Begin THE INPUT

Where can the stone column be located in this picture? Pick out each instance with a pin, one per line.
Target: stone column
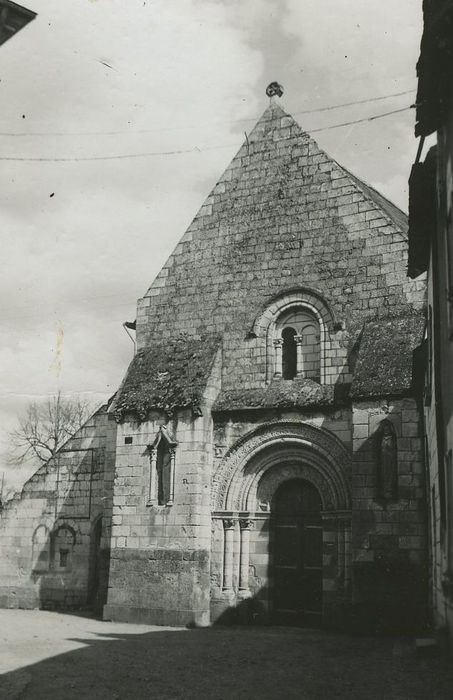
(228, 551)
(245, 527)
(278, 348)
(299, 339)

End THE INPUT

Copy out all the lines above, but scale each coordinate in the answers by 1.15 and round it to a whole number, with halves going up. Leave the pictures out.

**FINAL ANSWER:**
Where can the stone column be located in this picture? Pick out each instance with a pin, one per line.
Target: stone column
(262, 634)
(282, 606)
(320, 400)
(344, 390)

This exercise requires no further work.